→ **Instructions to follow**: Each record that follows must be printed exactly as given.

***** Dataset entries

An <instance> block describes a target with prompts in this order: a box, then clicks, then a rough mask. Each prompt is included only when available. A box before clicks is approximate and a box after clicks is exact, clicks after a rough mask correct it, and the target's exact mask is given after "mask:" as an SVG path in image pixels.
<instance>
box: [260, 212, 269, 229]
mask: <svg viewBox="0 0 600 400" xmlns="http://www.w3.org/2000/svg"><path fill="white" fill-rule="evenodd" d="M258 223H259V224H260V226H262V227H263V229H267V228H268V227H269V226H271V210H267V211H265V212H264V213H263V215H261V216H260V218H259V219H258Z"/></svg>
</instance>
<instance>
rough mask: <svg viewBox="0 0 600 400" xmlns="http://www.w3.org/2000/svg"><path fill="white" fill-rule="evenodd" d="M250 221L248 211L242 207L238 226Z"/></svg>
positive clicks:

**********

→ **Exercise response**:
An <instance> block describes a target with prompts in this order: a box, then clicks, then a rough mask. Each prompt is included only when available. A box before clicks is approximate and a box after clicks is exact, clicks after a rough mask correct it, and the target's exact mask is given after "mask:" as an SVG path in image pixels.
<instance>
box: [260, 212, 269, 229]
mask: <svg viewBox="0 0 600 400" xmlns="http://www.w3.org/2000/svg"><path fill="white" fill-rule="evenodd" d="M258 223H259V224H260V226H262V227H263V229H267V228H268V227H269V226H271V210H267V211H265V212H264V213H263V215H261V216H260V218H259V219H258Z"/></svg>
</instance>
<instance>
rough mask: <svg viewBox="0 0 600 400" xmlns="http://www.w3.org/2000/svg"><path fill="white" fill-rule="evenodd" d="M250 221L248 211L242 207L238 226Z"/></svg>
positive clicks:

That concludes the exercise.